### Problem statement
In the text on the sunk-cost design trap, what did Brian Greenbaum add to switch between prototype variations?

The Sunk-Cost Design Trap
TRIGGER
Design exploration phases get compressed because generating multiple directions is time-expensive—teams converge prematurely on a single approach without fully exploring the solution space. PMs need to form opinions on ill-defined problem spaces but don't know where to start.
APPROACH
Pendo's Senior Staff Product Designer Brian Greenbaum used Figma Make to explore a conversational UI for their Agent Mode feature, creating an interface that iterated on how reasoning messages and tool call responses would stream in. Input: exploratory prompts with parameter variations (timing, density, layout options). Output: multiple interactive prototypes with toggleable variations that externalize thinking and reveal scalability constraints before significant investment. He added a drop-down menu to toggle between variations: minimal vs. detailed views, single-line vs. stacked text, and different loading indicators. ServiceNow's Guy Meyer validated AI agent dashboard concepts within five minutes, discovering that an AI agents matrix wouldn't scale to thousands of systems and identifying where custom solutions were needed. LinkedIn's Giuliano Manno, director of design systems, describes using Figma Make to stretch the divergent vertices of the Double Diamond: generating artifacts in five minutes that help ideas click for engineers and product managers.

### Raw data
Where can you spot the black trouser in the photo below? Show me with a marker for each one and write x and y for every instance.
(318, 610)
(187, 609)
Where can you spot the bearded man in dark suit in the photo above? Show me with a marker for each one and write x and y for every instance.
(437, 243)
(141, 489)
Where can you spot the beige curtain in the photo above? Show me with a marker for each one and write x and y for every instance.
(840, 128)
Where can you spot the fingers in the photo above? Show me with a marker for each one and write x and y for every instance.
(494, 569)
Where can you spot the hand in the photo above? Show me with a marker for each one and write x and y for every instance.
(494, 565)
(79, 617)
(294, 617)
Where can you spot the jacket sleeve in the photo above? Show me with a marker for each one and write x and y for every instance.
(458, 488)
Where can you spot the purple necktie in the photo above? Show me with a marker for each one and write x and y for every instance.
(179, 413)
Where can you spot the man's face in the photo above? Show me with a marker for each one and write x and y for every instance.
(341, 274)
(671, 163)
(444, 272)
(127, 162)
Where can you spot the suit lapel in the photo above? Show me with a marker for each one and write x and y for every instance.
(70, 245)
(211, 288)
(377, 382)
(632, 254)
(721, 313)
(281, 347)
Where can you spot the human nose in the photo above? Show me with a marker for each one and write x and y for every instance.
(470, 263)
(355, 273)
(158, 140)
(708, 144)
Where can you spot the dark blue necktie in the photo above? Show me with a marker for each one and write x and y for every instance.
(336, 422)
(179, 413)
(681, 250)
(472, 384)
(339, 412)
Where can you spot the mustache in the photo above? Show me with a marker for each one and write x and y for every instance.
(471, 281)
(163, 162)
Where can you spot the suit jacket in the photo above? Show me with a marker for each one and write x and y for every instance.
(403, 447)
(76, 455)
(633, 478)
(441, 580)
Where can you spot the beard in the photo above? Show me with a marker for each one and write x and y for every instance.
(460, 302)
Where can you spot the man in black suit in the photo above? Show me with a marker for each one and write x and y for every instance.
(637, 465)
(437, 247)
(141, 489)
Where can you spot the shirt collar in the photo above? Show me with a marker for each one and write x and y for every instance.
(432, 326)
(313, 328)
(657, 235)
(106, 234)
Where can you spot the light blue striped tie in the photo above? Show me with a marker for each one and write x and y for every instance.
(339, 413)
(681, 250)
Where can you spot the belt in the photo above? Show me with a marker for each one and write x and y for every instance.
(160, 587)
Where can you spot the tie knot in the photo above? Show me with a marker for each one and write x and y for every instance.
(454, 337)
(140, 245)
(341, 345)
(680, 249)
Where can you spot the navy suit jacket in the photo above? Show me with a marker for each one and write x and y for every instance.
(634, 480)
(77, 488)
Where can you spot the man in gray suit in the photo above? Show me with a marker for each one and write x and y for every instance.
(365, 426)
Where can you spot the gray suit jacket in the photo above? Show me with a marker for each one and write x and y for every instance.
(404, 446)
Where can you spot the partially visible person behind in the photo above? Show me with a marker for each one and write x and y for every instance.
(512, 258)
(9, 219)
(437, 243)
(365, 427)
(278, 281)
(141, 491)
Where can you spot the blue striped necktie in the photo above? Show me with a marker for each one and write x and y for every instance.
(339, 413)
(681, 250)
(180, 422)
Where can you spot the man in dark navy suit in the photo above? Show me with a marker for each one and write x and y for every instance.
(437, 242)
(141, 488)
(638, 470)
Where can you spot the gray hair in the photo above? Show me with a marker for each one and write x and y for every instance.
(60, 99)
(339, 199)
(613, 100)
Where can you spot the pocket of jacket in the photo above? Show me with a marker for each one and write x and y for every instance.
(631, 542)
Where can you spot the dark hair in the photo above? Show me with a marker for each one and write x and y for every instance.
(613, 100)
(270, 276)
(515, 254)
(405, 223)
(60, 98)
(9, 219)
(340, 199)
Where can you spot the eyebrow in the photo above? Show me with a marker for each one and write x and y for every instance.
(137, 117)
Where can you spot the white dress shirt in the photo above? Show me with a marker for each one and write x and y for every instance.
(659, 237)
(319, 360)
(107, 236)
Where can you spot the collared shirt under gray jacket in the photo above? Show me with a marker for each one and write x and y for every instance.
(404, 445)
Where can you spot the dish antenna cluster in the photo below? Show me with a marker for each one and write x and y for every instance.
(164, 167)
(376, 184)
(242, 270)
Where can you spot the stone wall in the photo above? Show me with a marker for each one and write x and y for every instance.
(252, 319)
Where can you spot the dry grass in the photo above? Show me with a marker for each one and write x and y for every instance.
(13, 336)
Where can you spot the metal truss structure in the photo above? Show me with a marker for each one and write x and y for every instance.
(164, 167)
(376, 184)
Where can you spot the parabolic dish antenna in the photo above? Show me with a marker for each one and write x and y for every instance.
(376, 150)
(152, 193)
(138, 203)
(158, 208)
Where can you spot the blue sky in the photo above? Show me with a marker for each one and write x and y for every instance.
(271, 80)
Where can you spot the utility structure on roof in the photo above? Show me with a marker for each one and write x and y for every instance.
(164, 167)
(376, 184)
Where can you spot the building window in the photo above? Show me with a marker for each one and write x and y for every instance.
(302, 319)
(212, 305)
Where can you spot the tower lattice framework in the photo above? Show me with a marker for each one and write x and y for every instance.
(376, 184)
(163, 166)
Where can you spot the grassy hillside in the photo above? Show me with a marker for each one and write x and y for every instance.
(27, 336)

### Worked solution
A drop-down menu.